• _Your task_: Bring together all lines of the material below that contain the string "person".

• _Materials provided_:
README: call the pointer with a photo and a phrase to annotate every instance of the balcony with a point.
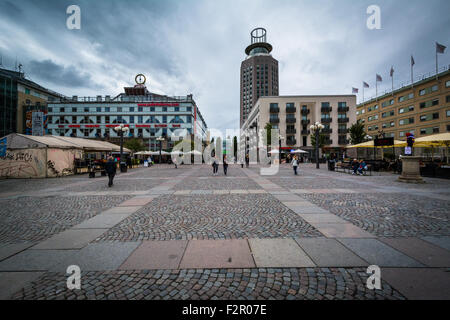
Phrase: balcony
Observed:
(291, 109)
(343, 140)
(304, 111)
(274, 120)
(274, 109)
(291, 120)
(291, 142)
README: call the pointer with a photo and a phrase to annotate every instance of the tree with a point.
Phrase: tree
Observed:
(134, 145)
(357, 133)
(322, 139)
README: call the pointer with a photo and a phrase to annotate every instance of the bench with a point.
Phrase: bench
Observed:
(347, 168)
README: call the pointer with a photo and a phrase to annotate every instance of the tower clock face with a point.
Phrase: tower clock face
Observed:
(140, 79)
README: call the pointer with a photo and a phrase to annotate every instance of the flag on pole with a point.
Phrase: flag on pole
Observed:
(440, 48)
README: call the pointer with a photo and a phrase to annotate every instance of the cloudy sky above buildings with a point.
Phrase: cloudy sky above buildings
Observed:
(196, 46)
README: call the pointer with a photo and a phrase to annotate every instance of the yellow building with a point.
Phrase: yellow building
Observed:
(421, 109)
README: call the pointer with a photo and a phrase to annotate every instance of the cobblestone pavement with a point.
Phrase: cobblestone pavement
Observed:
(206, 284)
(201, 216)
(37, 218)
(189, 203)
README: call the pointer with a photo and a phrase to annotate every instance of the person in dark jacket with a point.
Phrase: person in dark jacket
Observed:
(110, 168)
(225, 165)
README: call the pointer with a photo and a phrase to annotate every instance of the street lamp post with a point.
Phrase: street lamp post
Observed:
(121, 130)
(160, 139)
(279, 147)
(316, 128)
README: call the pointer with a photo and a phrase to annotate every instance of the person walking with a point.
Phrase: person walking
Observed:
(295, 164)
(215, 166)
(110, 168)
(225, 165)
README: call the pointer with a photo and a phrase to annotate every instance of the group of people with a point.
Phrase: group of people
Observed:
(359, 167)
(215, 165)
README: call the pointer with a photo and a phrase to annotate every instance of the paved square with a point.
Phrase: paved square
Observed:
(233, 253)
(161, 233)
(279, 253)
(329, 253)
(156, 255)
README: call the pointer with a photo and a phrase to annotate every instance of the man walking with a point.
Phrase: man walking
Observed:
(295, 164)
(110, 168)
(225, 165)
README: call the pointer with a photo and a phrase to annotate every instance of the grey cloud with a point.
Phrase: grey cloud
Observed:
(56, 74)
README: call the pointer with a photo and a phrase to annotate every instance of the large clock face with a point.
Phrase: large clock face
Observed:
(140, 79)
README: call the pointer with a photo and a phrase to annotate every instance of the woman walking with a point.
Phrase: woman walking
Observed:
(295, 164)
(225, 165)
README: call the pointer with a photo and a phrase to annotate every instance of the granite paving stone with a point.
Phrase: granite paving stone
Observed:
(278, 253)
(329, 253)
(156, 255)
(377, 253)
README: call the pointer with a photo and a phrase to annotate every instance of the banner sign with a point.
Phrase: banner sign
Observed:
(382, 142)
(37, 120)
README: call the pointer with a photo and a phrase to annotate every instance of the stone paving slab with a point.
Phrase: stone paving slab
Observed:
(11, 282)
(136, 201)
(440, 241)
(321, 218)
(122, 210)
(309, 209)
(377, 253)
(234, 253)
(156, 255)
(279, 253)
(71, 239)
(419, 283)
(8, 250)
(329, 253)
(420, 250)
(98, 256)
(289, 197)
(341, 230)
(102, 221)
(35, 260)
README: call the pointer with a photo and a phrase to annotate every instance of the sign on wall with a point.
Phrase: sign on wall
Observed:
(37, 121)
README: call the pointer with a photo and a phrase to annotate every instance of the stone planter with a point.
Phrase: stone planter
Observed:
(410, 170)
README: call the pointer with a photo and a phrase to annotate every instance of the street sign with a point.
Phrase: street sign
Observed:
(382, 142)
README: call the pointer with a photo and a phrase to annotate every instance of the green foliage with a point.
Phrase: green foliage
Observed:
(134, 145)
(357, 133)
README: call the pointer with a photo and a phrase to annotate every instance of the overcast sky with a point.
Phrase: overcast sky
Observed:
(196, 46)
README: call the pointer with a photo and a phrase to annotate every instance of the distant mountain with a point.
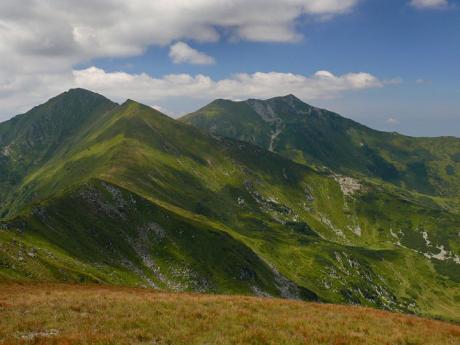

• _Result of the task_:
README: call the pointer with a photo and a phrase to annotate every instance of the person in dark jacket with a point.
Phrase: person in dark jacket
README: call the pointer with a photo and a phrase to annotate every instance of the person walking with a point.
Phrase: person walking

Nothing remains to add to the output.